Qual foi o seu diagnóstico?
Assim que tiramos o capacete, olhei o rosto do pobre Ayrton. Estava inchado, e meu diagnóstico foi o de que precisava fazer algo com a maior rapidez possível. Não pensei em outra coisa e deixei de lado o protocolo. Pedi ajuda aos colegas para puxá-lo fora do carro pelos braços, algo que não se fazia mais. Peguei a responsabilidade para mim. Estendemos o Ayrton no chão, e aí chegaram outros colegas.

Decidi com Giuseppe Piana [corresponsável com Salcito pela parte médica do autódromo, morto em 2021] fazer outra coisa fora do protocolo, que prevê que o piloto que sofre acidente seja levado em ambulância para o centro médico dentro do autódromo. Em vez disso, sabendo que tinha um helicóptero da emergência por perto, pedimos que descesse diretamente na pista, a primeira vez que isso foi feito.

O senhor subiu no helicóptero ou ficou na pista?
Fiquei na pista. A corrida foi interrompida, e depois foi decidido que seria retomada. O drama dentro do drama. Depois, outro acidente no box, com Michele Alboreto, que perdeu uma roda, que voou no corredor dos boxes, atingindo três ou quatro mecânicos. Um fim de semana de pesadelo.

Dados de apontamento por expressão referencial
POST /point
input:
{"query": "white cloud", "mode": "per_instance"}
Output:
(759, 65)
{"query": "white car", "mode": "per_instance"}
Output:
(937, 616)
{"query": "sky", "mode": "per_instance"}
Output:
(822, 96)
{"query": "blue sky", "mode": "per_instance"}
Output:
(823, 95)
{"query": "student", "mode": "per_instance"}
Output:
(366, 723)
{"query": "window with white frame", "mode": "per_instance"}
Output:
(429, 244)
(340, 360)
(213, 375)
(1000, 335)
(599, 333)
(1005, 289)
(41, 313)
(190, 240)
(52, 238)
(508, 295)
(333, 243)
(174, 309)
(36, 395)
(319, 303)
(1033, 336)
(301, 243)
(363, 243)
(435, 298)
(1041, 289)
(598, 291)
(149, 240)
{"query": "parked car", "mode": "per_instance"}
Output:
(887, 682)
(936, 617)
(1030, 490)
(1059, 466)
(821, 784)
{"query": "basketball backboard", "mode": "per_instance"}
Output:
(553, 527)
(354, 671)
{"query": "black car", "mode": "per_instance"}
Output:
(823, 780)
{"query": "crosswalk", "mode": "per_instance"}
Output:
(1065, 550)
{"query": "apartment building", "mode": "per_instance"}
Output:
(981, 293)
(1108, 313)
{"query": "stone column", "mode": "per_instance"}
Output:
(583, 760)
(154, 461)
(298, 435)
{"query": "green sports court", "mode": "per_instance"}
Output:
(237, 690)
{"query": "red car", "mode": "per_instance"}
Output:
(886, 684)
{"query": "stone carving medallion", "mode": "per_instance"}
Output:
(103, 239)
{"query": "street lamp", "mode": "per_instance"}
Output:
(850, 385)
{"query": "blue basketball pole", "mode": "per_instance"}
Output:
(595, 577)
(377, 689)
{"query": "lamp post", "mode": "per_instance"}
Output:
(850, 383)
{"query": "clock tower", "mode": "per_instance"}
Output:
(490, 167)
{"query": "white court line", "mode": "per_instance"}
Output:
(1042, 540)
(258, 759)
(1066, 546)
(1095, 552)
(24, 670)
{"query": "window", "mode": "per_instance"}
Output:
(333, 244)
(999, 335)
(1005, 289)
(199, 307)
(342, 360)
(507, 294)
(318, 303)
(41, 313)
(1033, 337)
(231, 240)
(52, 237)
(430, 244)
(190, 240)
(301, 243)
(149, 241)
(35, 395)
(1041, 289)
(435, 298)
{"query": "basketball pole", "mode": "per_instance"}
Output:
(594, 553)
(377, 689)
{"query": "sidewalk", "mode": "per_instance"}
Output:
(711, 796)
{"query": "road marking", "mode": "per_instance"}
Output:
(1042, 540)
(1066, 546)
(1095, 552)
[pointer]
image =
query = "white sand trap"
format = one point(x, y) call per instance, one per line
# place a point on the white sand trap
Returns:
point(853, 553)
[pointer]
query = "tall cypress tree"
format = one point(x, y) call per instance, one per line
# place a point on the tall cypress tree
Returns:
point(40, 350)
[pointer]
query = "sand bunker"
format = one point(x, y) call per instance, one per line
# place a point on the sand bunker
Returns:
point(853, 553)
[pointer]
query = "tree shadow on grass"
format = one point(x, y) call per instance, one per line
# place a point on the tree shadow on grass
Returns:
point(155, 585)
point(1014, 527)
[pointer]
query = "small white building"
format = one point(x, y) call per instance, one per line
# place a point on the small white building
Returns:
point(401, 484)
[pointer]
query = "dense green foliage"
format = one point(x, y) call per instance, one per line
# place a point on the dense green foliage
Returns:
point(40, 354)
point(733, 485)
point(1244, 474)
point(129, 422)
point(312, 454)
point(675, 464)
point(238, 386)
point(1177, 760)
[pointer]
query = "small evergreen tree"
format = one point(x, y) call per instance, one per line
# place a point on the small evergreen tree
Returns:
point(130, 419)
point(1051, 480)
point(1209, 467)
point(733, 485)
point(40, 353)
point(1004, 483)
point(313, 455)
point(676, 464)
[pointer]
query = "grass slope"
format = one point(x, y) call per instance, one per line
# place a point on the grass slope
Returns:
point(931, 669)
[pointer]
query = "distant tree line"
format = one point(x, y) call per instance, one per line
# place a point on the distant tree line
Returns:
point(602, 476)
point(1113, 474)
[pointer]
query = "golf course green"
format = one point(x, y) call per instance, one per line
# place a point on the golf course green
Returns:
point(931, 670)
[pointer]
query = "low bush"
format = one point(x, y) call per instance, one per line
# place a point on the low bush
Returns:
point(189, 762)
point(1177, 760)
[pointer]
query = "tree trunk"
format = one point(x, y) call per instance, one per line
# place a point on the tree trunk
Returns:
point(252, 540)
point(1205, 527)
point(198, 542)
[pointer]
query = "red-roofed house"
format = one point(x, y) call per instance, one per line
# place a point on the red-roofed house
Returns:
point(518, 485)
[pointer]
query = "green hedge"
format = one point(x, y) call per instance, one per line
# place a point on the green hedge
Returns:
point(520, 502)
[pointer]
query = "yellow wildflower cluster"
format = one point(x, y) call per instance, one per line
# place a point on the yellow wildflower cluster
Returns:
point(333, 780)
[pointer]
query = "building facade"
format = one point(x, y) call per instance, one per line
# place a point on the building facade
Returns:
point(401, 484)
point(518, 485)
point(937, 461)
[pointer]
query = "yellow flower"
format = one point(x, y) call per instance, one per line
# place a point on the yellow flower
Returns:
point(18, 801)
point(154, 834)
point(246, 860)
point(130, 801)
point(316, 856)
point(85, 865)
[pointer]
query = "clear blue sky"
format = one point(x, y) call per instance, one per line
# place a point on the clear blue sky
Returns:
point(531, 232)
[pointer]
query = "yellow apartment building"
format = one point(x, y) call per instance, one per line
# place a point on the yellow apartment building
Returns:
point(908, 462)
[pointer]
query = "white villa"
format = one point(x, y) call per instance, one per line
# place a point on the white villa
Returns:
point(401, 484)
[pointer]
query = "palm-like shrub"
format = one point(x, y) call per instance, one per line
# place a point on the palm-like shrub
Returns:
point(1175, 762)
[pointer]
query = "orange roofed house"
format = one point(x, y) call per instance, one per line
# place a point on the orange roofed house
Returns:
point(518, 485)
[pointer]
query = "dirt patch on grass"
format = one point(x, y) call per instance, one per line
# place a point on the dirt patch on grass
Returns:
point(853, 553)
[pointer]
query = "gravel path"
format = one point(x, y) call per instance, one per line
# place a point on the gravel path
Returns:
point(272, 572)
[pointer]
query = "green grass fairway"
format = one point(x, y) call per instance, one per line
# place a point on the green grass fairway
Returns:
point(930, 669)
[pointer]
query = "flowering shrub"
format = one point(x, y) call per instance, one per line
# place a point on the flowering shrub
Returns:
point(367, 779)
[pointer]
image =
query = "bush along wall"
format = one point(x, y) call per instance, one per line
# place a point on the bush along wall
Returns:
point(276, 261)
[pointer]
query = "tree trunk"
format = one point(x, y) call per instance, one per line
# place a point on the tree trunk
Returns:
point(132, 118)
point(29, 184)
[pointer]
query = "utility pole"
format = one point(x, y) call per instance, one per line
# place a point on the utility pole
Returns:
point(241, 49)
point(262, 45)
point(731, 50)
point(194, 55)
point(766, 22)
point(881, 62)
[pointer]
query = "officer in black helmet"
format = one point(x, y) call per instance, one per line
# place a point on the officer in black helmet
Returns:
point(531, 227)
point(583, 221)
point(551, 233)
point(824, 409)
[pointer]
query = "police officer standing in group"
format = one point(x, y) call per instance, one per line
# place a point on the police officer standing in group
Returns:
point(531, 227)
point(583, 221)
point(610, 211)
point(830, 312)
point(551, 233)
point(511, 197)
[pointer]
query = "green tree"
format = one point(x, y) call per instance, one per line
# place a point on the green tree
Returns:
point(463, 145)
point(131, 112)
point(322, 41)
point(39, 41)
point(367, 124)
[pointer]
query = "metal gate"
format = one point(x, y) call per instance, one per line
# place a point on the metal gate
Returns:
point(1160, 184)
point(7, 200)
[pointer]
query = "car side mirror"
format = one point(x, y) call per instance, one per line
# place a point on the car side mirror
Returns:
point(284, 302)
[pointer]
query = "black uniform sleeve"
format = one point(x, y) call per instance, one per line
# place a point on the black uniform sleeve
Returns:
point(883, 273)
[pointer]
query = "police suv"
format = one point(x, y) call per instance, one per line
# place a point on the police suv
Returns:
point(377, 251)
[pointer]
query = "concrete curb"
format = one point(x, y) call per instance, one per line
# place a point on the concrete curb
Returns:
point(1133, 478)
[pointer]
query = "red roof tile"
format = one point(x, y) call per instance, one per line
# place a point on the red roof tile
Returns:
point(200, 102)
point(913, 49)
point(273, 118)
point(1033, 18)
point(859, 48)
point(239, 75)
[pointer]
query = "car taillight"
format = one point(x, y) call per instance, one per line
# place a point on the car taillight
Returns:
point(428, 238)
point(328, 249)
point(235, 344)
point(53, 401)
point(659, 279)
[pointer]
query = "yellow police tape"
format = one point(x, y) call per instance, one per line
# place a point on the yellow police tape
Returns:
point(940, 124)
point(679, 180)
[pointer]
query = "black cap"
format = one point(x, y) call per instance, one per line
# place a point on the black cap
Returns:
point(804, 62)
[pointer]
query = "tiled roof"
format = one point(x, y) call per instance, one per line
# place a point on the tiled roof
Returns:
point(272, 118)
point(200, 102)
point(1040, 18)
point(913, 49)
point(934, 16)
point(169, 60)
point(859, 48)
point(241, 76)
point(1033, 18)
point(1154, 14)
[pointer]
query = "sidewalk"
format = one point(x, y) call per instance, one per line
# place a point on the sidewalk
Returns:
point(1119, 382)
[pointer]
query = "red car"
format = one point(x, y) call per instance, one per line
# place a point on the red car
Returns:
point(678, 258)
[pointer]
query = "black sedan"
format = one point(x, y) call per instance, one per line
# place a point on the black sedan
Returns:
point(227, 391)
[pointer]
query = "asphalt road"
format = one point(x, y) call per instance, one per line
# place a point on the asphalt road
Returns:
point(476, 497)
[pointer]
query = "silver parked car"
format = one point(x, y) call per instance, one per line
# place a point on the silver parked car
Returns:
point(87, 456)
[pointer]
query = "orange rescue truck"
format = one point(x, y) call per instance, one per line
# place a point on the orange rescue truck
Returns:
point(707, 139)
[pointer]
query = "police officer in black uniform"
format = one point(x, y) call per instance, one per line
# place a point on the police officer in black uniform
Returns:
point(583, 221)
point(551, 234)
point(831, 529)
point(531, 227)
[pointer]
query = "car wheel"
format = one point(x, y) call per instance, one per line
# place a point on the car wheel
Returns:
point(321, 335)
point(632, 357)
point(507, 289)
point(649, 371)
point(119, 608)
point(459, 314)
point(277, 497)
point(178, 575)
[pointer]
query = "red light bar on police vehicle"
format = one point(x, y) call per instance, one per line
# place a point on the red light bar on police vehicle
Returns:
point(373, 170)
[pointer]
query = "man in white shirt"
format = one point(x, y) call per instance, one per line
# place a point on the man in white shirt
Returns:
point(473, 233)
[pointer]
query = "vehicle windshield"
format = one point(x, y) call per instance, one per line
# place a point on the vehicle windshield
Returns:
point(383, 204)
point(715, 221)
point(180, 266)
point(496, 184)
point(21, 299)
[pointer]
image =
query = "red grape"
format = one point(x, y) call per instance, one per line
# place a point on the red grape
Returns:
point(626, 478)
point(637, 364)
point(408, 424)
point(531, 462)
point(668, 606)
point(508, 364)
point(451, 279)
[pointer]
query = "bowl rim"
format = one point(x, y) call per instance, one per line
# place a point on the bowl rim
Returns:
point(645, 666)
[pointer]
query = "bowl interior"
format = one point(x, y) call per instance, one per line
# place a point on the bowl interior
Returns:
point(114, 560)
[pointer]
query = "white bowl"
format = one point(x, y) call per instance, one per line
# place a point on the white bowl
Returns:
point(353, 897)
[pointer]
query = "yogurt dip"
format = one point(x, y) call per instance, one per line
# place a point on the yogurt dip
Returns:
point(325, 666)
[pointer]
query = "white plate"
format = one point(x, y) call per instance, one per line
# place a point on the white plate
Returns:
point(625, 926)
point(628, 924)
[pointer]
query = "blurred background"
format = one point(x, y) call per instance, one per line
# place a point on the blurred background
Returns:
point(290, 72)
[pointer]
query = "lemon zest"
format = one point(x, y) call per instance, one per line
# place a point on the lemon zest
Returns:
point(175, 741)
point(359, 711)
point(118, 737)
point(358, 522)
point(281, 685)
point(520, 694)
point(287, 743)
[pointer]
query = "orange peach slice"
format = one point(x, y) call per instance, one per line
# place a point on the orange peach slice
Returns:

Instruções das tarefas
a: Indique se cada afirmação abaixo está de acordo com a entrevista, respondendo sim ou não e citando literalmente o trecho decisivo.
(i) O helicóptero de emergência pousou diretamente na pista, algo feito pela primeira vez.
(ii) O entrevistado embarcou no helicóptero junto com Ayrton.
(iii) Retirar o piloto do carro puxando-o pelos braços era a prática habitual naquela época.
b: Responda, com base na entrevista, a cada pergunta a seguir:
(i) Como estava o rosto de Ayrton quando o capacete foi retirado?
(ii) Quem, junto com Salcito, era corresponsável pela parte médica do autódromo?
(iii) O que Michele Alboreto perdeu no acidente do box?
c: Continue a entrevista sobre o atendimento a Ayrton a partir da última resposta apresentada.

Suas respostas
a:
(i) Sim: "pedimos que descesse diretamente na pista, a primeira vez que isso foi feito."
(ii) Não: "Fiquei na pista."
(iii) Não: "Pedi ajuda aos colegas para puxá-lo fora do carro pelos braços, algo que não se fazia mais."

b:
(i) Estava inchado.
(ii) Giuseppe Piana.
(iii) Uma roda.

c:
Quando Senna deixou a pista no helicóptero, ele estava vivo?
Sim, estava vivo. Já me perguntaram isso 50 mil vezes. Estava vivo.

Pela transmissão, dá para ver que, após a batida, quando ele ainda está no carro, a cabeça dele se mexe. O que foi aquilo?
Foi um movimento. Ele ricocheteou para trás, e a cabeça, que não é presa, deslocou-se para um lado e depois voltou para o outro. Ele estava inconsciente.

Quando ele saiu de helicóptero, qual avaliação fez da situação?
Depois de pular duas vezes o protocolo, já tinha identificado que a situação era gravíssima e que era preciso tentar de tudo. Por isso, decidimos que ele não passaria pelo centro médico do autódromo [Senna foi levado para um hospital de Bolonha]. A esperança é a última a morrer. E agimos assim. Sabia da gravidade e sabia que o final poderia ser aquele que foi.

E o dia seguinte?
Depois de passar pelo necrotério, como tinha visto que Angelo Orsi fazia fotos enquanto estávamos no socorro, fui à redação da [revista] Autosprint para ver essas fotos. Dali veio a certeza de que a coluna da direção tinha quebrado. Em um primeiro momento, os jornalistas pensavam que nós tínhamos serrado a direção para tirar o piloto. "Como conseguiram cortar a coluna assim tão rápido?", perguntaram. Eu repensei e disse que nós nem tínhamos visto a direção. Em uma foto, via-se a coluna da direção ao lado do carro, no chão.

Trinta anos depois, está tudo claro para o senhor em relação às causas do acidente e da morte?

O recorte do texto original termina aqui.